Rows from a dataset:

◇ ◇ ◇ ◇ ◇ ◇ ◇

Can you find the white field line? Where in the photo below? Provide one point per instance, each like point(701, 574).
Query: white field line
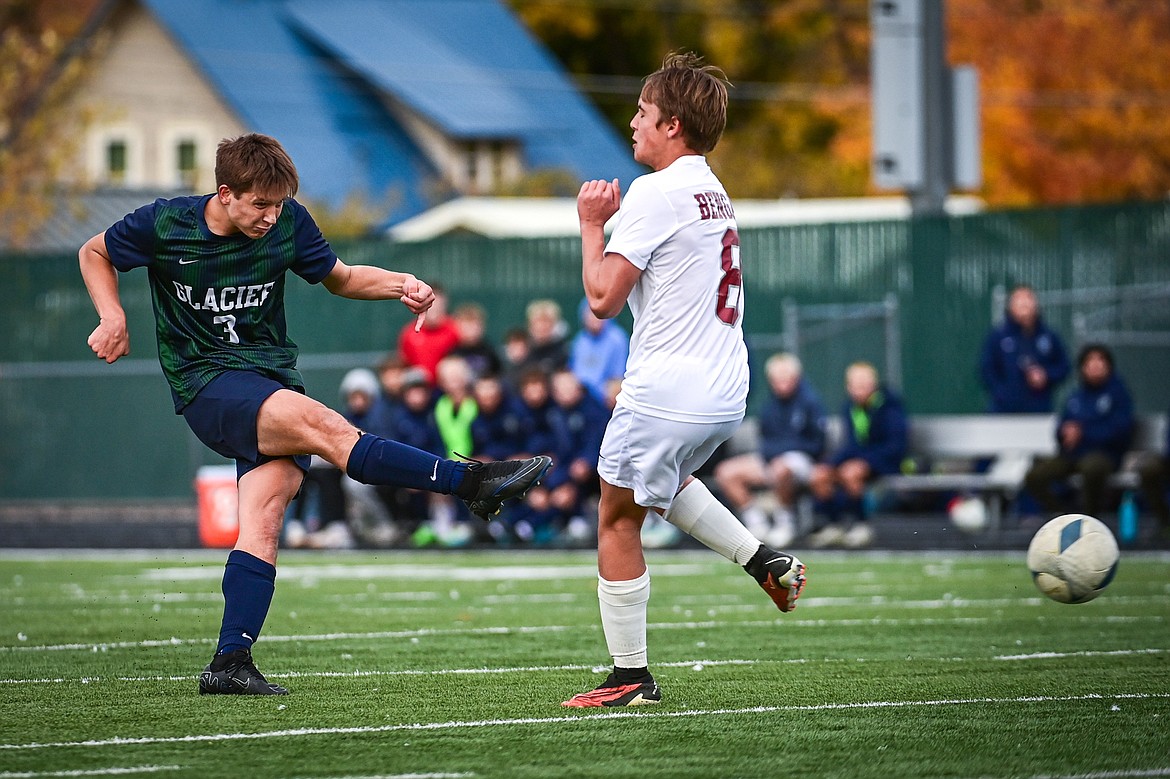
point(1057, 655)
point(418, 633)
point(695, 664)
point(89, 772)
point(136, 740)
point(403, 776)
point(1123, 773)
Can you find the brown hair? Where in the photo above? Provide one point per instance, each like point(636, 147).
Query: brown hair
point(694, 92)
point(255, 163)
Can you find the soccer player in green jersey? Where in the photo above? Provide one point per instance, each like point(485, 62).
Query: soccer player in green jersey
point(218, 264)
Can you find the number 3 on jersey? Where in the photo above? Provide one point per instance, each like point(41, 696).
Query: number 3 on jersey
point(727, 302)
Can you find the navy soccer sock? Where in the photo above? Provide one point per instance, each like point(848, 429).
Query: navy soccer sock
point(248, 585)
point(380, 461)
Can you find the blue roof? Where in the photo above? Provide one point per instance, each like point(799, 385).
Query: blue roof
point(316, 75)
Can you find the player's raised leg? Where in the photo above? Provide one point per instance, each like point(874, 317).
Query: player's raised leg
point(697, 512)
point(294, 424)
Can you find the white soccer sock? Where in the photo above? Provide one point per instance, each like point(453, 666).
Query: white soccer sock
point(696, 512)
point(624, 619)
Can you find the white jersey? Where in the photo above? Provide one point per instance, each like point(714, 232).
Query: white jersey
point(687, 357)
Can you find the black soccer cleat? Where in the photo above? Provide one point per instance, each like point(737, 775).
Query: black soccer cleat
point(486, 485)
point(234, 674)
point(780, 574)
point(612, 693)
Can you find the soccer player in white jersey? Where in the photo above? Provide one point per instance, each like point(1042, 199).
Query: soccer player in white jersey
point(674, 256)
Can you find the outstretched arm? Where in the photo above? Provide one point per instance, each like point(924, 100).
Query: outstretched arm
point(371, 283)
point(607, 277)
point(110, 338)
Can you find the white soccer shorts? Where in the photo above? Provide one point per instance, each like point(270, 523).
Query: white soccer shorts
point(652, 456)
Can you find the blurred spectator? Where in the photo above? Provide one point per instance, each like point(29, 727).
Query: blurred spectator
point(500, 431)
point(578, 422)
point(1094, 431)
point(791, 441)
point(473, 345)
point(414, 425)
point(546, 337)
point(434, 340)
point(367, 521)
point(1023, 360)
point(1154, 470)
point(517, 352)
point(455, 408)
point(598, 351)
point(876, 434)
point(454, 412)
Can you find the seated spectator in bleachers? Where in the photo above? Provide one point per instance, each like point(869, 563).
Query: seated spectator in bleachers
point(501, 428)
point(546, 337)
point(516, 354)
point(598, 352)
point(791, 442)
point(473, 345)
point(876, 438)
point(520, 522)
point(367, 519)
point(1023, 360)
point(414, 425)
point(1094, 431)
point(1154, 470)
point(438, 336)
point(578, 424)
point(454, 412)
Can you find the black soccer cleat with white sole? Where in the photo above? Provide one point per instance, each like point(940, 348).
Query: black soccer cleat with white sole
point(613, 693)
point(233, 673)
point(486, 485)
point(780, 574)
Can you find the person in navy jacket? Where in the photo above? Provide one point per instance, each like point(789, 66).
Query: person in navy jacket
point(1023, 362)
point(791, 442)
point(1094, 431)
point(1154, 470)
point(876, 436)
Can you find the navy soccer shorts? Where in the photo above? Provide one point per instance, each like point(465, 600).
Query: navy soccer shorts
point(224, 416)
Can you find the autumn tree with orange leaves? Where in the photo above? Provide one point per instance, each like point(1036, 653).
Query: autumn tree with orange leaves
point(1073, 91)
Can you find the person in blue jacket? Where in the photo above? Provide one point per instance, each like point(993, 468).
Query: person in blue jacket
point(1023, 360)
point(598, 351)
point(1094, 431)
point(876, 435)
point(791, 442)
point(1154, 471)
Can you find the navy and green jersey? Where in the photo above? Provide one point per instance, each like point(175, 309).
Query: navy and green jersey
point(219, 301)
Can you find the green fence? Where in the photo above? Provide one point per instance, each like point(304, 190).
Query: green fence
point(75, 428)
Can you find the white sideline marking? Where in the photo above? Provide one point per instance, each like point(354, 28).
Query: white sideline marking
point(407, 671)
point(1101, 653)
point(403, 776)
point(417, 633)
point(119, 740)
point(1124, 773)
point(88, 772)
point(153, 643)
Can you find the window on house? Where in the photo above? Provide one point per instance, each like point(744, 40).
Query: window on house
point(187, 163)
point(116, 157)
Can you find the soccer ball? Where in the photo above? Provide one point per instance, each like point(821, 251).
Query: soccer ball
point(1073, 558)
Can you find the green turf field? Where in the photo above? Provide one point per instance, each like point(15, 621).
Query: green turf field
point(454, 664)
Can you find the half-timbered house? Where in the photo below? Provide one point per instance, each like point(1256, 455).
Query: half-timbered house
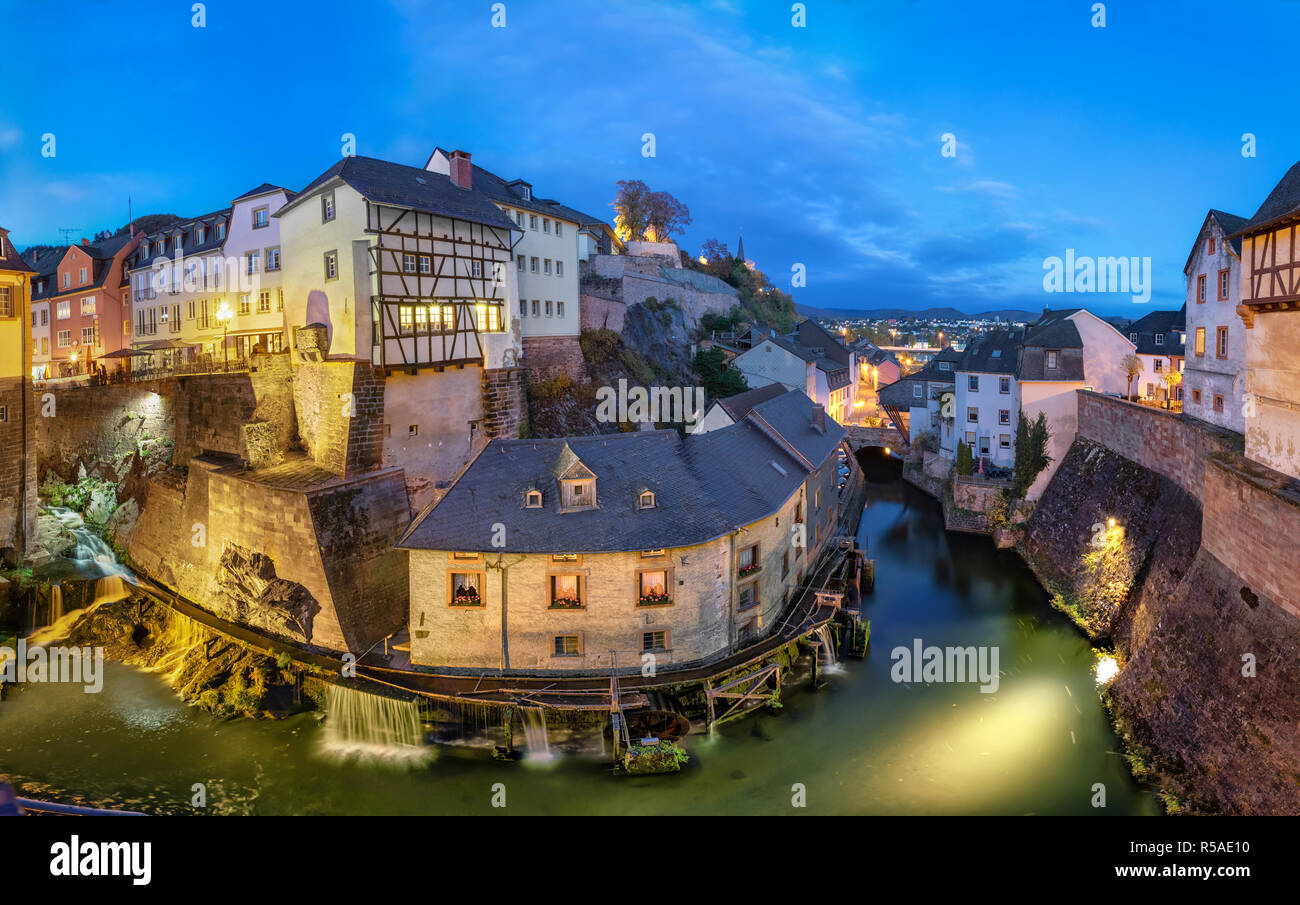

◇ ◇ ◇ ◇ ◇ ◇ ◇

Write out all the entries again, replacing "Provide" with "Give" and changing nothing else. Leave the pictures out.

* _Answer for the task_
Can you find the white field line? Where in the photo below? Give one point per instance, each like point(701, 574).
Query: white field line
point(1057, 655)
point(418, 633)
point(695, 664)
point(89, 772)
point(136, 740)
point(403, 776)
point(1123, 773)
Can you find the brown hair? Where in the photo above? Give one point per instance, each like point(636, 147).
Query: brown hair
point(694, 92)
point(255, 163)
Can you find the soccer player in green jersey? Where in the photo above? Give one point per instance, each like point(485, 62).
Query: soccer player in green jersey
point(218, 264)
Can you find the number 3 on jersey? Where in the photo above? Give one point per instance, each like point(41, 696).
Query: number 3 on jersey
point(727, 302)
Can you find the navy soccer sock? Where in the photo above? Give one point per instance, each like point(848, 429).
Query: navy soccer sock
point(248, 585)
point(380, 461)
Can you find the blue roof? Where in the photo above? Give one point per instance, each like point(799, 385).
Query: blue roof
point(316, 75)
Can you find the player's raised leg? Where in the photo above? Give one point per instance, each like point(874, 317).
Query: player's raised leg
point(697, 512)
point(294, 424)
Can you find the white soccer sock? Where in the photo above? Give one point per instance, each like point(453, 666).
Query: white soccer sock
point(696, 512)
point(624, 619)
Can you find the white jersey? Where in the photo above? Give one point per instance, each like point(714, 232).
Query: white jersey
point(687, 357)
Can you find the black soccer cleat? Where in the photo above? Give one point per instance, each like point(737, 775).
Query: black soccer cleat
point(486, 485)
point(234, 674)
point(780, 574)
point(612, 693)
Can you find the soccer player in white jersey? Where in the photo above? Give one point per instance, each like point(1042, 199).
Query: soccer player in white jersey
point(674, 256)
Can you find the outstretched arm? Where in the photo above? Give one point per instance, each like point(924, 100).
Query: outstretched arm
point(371, 283)
point(607, 277)
point(110, 338)
Can you find the white soccer shorts? Where in the photo above? Give one point per instance, each like point(270, 523).
Query: white soccer shorts
point(652, 456)
Can you find the blurred spectator? Where in the photo above? Give one point per instance, each like point(29, 727).
Query: blurred spectator
point(500, 431)
point(578, 422)
point(1094, 431)
point(791, 441)
point(473, 345)
point(414, 425)
point(546, 337)
point(434, 340)
point(367, 521)
point(1023, 360)
point(1154, 470)
point(517, 352)
point(455, 408)
point(598, 351)
point(876, 434)
point(454, 412)
Can you find the seated spectator in bleachers? Where in the photo above? Give one point per instance, each like point(869, 563).
Query: seated spectator in bleachers
point(501, 428)
point(546, 337)
point(516, 354)
point(598, 352)
point(791, 442)
point(473, 345)
point(876, 438)
point(520, 522)
point(367, 519)
point(1023, 360)
point(414, 425)
point(1094, 431)
point(1154, 470)
point(438, 336)
point(578, 424)
point(454, 412)
Can you find the black soccer cleat with white sole? Where in the photo above? Give one point per instance, each like point(940, 348).
Query: black soccer cleat with white sole
point(613, 693)
point(233, 673)
point(486, 485)
point(780, 574)
Can you find the person in navy jacket? Where in the photo above? Give one point per instance, each like point(789, 66).
Query: person in navy jacket
point(1023, 362)
point(791, 442)
point(1094, 431)
point(1154, 470)
point(876, 436)
Can you find the navy soccer shorts? Where in the photo above? Give one point per instance, each like point(465, 600).
Query: navy soccer shorts
point(224, 416)
Can you find the autumn tree with orange leaves? Where in the photo above? Give one point per instance, each like point(1036, 653).
Query: autumn tree with orange leaves
point(1073, 91)
Can you find the person in blue jacket? Where in the photo above? Give one point per instance, each like point(993, 468).
Query: person in blue jacket
point(1023, 360)
point(598, 351)
point(1094, 431)
point(876, 435)
point(791, 442)
point(1154, 471)
Can you find the navy and green jersey? Where in the photo above? Give one point per instance, each like point(175, 309).
Query: navy and green jersey
point(219, 301)
Can you find the green fence? Where in the photo above? Give one point per instance, each like point(304, 190).
Query: green fence
point(75, 428)
Can you find the white sideline marking? Where in the photo above? Give one point per instance, each like point(354, 28).
Query: white sideline marking
point(407, 671)
point(1101, 653)
point(403, 776)
point(417, 633)
point(119, 740)
point(1124, 773)
point(88, 772)
point(153, 643)
Can you find the window on house? Where in the photo above? Give one point per instance, each like point(744, 40).
Query: window on house
point(187, 163)
point(116, 157)
Can you find the soccer ball? Where in the photo above? Give one point per instance, each like point(821, 251).
Query: soccer ball
point(1073, 558)
Can you find the green turf field? Where in the photo above? Give one point per instance, each like point(15, 621).
Query: green turf field
point(454, 664)
Can you find the half-timbered house? Where in the photo below? Give one point per instance, each like point(1256, 455).
Query: half-timbered house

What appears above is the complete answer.